What is needed:
Start the output with the opening line of the listing below and continue, reproducing each line exactly, up to and including the line that contains "49, row 470.".

Data extracts:
• • •

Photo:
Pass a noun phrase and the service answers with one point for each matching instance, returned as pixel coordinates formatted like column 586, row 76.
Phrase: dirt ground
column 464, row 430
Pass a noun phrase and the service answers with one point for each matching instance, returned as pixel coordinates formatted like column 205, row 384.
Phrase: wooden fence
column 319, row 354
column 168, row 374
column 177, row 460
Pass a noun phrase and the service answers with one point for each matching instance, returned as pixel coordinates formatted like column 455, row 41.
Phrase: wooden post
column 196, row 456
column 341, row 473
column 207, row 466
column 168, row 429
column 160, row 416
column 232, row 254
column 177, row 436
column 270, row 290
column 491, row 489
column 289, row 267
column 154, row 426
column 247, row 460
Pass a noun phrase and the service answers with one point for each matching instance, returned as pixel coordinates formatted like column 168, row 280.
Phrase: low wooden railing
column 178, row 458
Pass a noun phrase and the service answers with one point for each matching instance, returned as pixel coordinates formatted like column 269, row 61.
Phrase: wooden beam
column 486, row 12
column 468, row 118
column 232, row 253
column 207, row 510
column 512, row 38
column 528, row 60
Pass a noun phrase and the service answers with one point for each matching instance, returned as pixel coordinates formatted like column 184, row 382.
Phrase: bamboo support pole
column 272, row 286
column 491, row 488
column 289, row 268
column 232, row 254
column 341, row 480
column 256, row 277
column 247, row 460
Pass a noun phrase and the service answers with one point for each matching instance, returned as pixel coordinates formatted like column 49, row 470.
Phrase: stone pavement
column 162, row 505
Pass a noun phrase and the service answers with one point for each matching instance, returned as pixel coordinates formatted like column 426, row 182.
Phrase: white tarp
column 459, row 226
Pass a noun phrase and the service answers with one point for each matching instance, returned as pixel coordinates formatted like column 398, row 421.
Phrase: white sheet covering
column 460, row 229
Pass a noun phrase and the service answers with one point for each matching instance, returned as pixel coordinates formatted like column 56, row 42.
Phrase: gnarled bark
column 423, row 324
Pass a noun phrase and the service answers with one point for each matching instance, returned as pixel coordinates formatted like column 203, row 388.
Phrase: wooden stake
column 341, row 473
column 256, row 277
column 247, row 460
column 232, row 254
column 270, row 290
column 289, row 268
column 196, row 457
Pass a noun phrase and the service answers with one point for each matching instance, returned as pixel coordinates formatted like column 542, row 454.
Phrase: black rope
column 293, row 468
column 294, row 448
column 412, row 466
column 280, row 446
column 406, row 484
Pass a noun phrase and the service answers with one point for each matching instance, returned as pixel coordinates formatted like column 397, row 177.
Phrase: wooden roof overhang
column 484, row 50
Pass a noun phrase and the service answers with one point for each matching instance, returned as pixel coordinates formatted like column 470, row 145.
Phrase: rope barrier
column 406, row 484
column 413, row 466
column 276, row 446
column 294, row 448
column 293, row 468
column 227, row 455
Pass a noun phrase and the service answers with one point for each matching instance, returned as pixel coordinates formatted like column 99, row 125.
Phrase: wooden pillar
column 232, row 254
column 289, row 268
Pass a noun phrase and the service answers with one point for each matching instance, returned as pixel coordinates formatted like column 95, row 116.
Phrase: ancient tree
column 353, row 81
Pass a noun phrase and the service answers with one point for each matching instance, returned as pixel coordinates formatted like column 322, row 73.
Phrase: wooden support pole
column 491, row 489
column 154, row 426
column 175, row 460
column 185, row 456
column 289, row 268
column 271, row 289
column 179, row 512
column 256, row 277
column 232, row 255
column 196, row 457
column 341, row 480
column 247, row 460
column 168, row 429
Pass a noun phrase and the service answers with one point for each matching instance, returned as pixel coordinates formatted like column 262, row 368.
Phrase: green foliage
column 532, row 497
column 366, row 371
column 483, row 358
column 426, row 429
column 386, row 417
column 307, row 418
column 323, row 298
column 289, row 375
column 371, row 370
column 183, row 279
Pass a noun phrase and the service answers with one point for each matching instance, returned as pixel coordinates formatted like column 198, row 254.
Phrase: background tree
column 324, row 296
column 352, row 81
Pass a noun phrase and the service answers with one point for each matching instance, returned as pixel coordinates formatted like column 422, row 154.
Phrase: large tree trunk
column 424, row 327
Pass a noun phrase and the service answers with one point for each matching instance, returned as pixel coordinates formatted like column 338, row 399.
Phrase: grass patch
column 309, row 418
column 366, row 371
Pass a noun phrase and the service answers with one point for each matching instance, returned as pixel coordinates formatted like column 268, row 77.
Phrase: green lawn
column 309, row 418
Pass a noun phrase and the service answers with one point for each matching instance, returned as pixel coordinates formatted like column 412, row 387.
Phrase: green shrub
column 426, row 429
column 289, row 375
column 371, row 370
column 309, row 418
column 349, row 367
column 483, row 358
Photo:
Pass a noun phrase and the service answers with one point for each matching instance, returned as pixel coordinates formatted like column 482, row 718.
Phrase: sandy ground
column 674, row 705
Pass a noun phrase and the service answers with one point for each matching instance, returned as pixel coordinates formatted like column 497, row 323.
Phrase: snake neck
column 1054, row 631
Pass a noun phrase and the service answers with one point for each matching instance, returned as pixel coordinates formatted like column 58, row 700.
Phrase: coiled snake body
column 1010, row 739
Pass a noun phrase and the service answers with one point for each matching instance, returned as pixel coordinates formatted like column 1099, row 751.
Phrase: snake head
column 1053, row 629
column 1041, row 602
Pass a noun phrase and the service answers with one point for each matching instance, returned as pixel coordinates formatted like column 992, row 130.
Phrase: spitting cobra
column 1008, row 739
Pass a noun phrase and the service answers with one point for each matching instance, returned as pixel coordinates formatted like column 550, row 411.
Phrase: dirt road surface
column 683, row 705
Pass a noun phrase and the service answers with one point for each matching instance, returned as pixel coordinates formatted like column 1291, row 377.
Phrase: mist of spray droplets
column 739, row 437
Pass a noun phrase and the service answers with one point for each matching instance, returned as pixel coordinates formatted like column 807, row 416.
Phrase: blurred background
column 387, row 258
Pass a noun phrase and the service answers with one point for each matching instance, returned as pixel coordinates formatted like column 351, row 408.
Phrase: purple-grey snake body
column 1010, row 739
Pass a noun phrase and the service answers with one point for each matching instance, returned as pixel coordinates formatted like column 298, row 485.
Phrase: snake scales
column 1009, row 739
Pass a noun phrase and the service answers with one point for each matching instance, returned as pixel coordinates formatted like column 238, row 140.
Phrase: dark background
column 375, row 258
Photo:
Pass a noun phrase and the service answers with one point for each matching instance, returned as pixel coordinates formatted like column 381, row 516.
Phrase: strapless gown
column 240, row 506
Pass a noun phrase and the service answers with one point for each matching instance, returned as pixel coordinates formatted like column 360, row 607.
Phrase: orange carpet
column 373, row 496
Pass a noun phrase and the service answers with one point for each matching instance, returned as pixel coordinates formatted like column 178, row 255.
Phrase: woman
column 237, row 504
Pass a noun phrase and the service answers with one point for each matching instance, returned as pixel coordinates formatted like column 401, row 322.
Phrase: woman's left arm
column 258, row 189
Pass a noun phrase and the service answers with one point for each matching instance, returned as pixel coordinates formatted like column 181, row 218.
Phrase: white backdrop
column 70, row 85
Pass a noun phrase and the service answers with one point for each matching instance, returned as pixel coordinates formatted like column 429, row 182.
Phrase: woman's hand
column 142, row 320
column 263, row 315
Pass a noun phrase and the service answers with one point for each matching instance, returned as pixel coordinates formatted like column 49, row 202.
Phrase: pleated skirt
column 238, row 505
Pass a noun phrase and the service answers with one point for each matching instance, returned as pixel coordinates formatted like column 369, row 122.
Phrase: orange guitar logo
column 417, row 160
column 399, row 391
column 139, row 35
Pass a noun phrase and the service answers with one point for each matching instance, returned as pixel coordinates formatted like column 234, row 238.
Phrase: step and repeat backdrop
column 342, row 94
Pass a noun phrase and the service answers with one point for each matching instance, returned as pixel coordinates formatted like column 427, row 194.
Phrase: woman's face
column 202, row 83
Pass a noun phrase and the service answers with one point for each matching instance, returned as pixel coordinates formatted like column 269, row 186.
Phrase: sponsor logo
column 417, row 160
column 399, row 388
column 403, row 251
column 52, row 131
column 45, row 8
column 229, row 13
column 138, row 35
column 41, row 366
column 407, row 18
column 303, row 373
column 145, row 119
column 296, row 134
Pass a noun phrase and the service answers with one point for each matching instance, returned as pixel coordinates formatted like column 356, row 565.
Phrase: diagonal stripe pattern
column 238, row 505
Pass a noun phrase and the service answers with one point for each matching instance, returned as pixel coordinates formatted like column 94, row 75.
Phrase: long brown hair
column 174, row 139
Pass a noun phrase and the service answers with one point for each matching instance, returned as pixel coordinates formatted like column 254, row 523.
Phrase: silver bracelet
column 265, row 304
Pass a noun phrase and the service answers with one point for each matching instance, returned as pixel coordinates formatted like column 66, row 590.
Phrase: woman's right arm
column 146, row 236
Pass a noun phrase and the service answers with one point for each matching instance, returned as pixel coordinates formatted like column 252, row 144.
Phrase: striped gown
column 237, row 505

• • •

Result:
Photo:
Pass a noun phrase and the service answers with one point for each matching instance, returned as pixel coordinates formatted like column 586, row 76.
Phrase: dirt ground
column 464, row 430
Pass a noun phrase and the service answers with one point for each matching instance, returned as pixel coordinates formatted like column 205, row 384.
Phrase: wooden fence
column 319, row 354
column 168, row 374
column 177, row 460
Pass a noun phrase and the service answers with one point for each matching instance, returned as pixel coordinates formatted like column 455, row 41.
Phrase: wooden post
column 196, row 456
column 341, row 473
column 207, row 466
column 168, row 429
column 160, row 416
column 232, row 254
column 177, row 436
column 270, row 290
column 491, row 489
column 289, row 267
column 154, row 426
column 247, row 460
Pass a noun phrase and the service answers with one point for each matching instance, returned as pixel coordinates formatted like column 168, row 280.
Phrase: low wooden railing
column 178, row 458
Pass a noun phrase and the service answers with one point for each matching instance, returned as pixel coordinates formatted like column 269, row 61.
Phrase: wooden beam
column 486, row 12
column 468, row 118
column 232, row 253
column 207, row 510
column 512, row 38
column 528, row 60
Pass a noun phrase and the service answers with one point for each matching instance, returned as pixel coordinates formatted like column 184, row 382.
Phrase: bamboo support pole
column 272, row 286
column 491, row 488
column 289, row 268
column 232, row 254
column 341, row 480
column 256, row 277
column 247, row 460
Pass a noun phrase and the service answers with one point for each matching instance, returned as pixel coordinates formatted like column 49, row 470.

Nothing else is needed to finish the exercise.